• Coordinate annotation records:
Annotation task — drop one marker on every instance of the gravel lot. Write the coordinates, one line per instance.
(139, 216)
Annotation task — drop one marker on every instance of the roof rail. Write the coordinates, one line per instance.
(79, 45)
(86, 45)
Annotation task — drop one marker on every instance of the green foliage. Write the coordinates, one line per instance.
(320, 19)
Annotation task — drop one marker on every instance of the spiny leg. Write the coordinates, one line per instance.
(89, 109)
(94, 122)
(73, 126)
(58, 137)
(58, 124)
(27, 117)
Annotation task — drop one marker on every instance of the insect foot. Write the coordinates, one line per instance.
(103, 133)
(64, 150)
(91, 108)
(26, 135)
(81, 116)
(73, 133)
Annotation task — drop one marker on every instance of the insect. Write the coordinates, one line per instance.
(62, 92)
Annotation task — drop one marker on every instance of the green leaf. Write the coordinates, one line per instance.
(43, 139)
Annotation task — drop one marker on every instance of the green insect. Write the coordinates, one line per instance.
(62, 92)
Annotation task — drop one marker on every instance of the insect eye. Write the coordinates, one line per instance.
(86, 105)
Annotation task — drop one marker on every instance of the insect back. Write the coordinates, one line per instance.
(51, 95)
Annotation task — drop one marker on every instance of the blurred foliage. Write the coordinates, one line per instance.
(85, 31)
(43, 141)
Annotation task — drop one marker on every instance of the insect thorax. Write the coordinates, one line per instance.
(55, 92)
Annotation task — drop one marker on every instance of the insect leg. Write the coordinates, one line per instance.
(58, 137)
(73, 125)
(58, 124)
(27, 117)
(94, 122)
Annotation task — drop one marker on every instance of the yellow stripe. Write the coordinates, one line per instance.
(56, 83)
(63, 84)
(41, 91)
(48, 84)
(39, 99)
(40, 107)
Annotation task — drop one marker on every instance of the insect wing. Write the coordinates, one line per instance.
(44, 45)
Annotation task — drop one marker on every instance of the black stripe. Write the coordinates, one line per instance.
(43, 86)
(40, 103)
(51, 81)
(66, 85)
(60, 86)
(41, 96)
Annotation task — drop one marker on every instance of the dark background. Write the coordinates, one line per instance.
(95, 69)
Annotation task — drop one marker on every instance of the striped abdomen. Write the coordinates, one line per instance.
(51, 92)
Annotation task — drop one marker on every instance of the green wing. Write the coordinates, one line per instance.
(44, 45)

• Exercise description:
Copy everything from the line containing "thorax. Write the coordinates, one line per instance." down to the end of the records, request lines included. Multiply every coordinate in the answers by 2.45 and round each result to a whole number, with halves rounded up.

• Response to the task:
Annotation task — drop one marker on every instance of the insect thorax. Write the coordinates, one line per instance.
(135, 225)
Annotation task — drop one marker on every instance of the insect leg. Write the coordinates, one line per instance.
(142, 336)
(179, 306)
(142, 304)
(66, 287)
(230, 299)
Annotation task — drop one marker on every instance of the yellow stripe. Write the coordinates, one line per instance.
(137, 203)
(154, 206)
(100, 223)
(118, 206)
(96, 243)
(98, 262)
Annotation task — drop one marker on every instance of the insect wing. Write the coordinates, one line per instance.
(108, 110)
Annotation task — drop one marker on every instance of the black stripe. Write the coordinates, one line per instance.
(105, 211)
(98, 252)
(125, 198)
(162, 208)
(147, 211)
(100, 235)
Annotation task — drop one marker on every instance of the dark background. Write the coordinates, one line per instance.
(233, 169)
Annotation task — drop one marker on every instance of the striped abdomen. Write the coordinates, one line per instance.
(125, 225)
Annotation task — drop one marker on every instance of the green wing. Write the coordinates, one line per instance.
(108, 110)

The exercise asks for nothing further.